Source document: Begin

New | EU planning to issue non-euro, even yuan bond to aid member states

The head of the euro zone’s bailout programme is planning to issue non-euro denominated bonds, including yuan bonds, for the first time, as part of a multi-decade plan to help stricken member states back on their feet.

Klaus Regling, the soft-spoken managing director of the European Stability Mechanism said he wanted to broaden the international interest in the bonds; a roll over and repayment programme scheduled to run until 2056.

“We will probably start with one (currency). It may be the (US) dollar but we will really decide the moment we will do it. And one day it will also be the RMB. I have no doubt about that,” he told the South China Morning Post last week while on a brief visit to Hong Kong and China.

The ESM and the earlier European Financial Stability Facility have paid out €246.1 billion to Ireland, Portugal, Spain, Cyprus and Greece combined since 2010, cleaning up sovereign balance sheets by offering low-interest bonds, in the process saving the five countries more than €20 billion in 2013 and 2014, according to ESM data.

Solely euro denominated and paying a coupon between 0 per cent and 3.875 per cent depending upon maturity, around 20 per cent of the ESM bonds have been sold to Asian investors, including central banks, insurance companies, hedge funds and pension funds.

(Regling would not say if the Hong Kong Monetary Authority Reserve Fund was an investor and the HKMA does not give a breakdown on its holdings.)

Additional currency options may make it easier to market ESM bonds but they will not get the green light if borrowing costs exceed the euro bond equivalent, Regling said.

“What he will have to wait for is for China’s (interest) rates to match Europe,” for a yuan bond to work, said Michael Every, head of financial markets research at Rabobank. Even then, ESM bonds should ideally stay in euros, Every argued, as “why let foreigners dictate terms.”

A career civil servant once tipped to be European Central Bank governor, Regling is cooly clinical in his support for the widely unpopular programme of debt restructuring and austerity that has triggered riots and helped bring down governments.

“The moment a country loses market access and needs a special adjustment programme in order to qualify for financial support...something went wrong in that country...And the idea behind conditionality is that exactly the reasons that led to the problems need to be tackled.”

“The bottom line is: structural reforms must continue. It is a permanent challenge for every country, even for those who do well at the moment.”

Euro zone current account balances and labour costs are all moving in right direction, he said, while growth rates, when adjusted for demographics, are the same as the US.

Source document: End
Entries shown: Begin

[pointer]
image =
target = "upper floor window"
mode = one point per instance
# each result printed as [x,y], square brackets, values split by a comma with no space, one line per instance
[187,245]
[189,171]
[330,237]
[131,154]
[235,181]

Entries shown: End

Your tasks
**1.** In the article on the euro zone bailout bonds, until what year is the roll over and repayment programme scheduled to run?
**2.** Echo the article on the euro zone bailout bonds word for word, from "Euro zone current" to "same as the US.".
**3.** Name every country that the article on the euro zone bailout bonds says received payouts from the ESM and the European Financial Stability Facility since 2010.

Answers to the problems
**1.** 2056

**2.**
Euro zone current account balances and labour costs are all moving in right direction, he said, while growth rates, when adjusted for demographics, are the same as the US.

**3.** Ireland, Portugal, Spain, Cyprus, Greece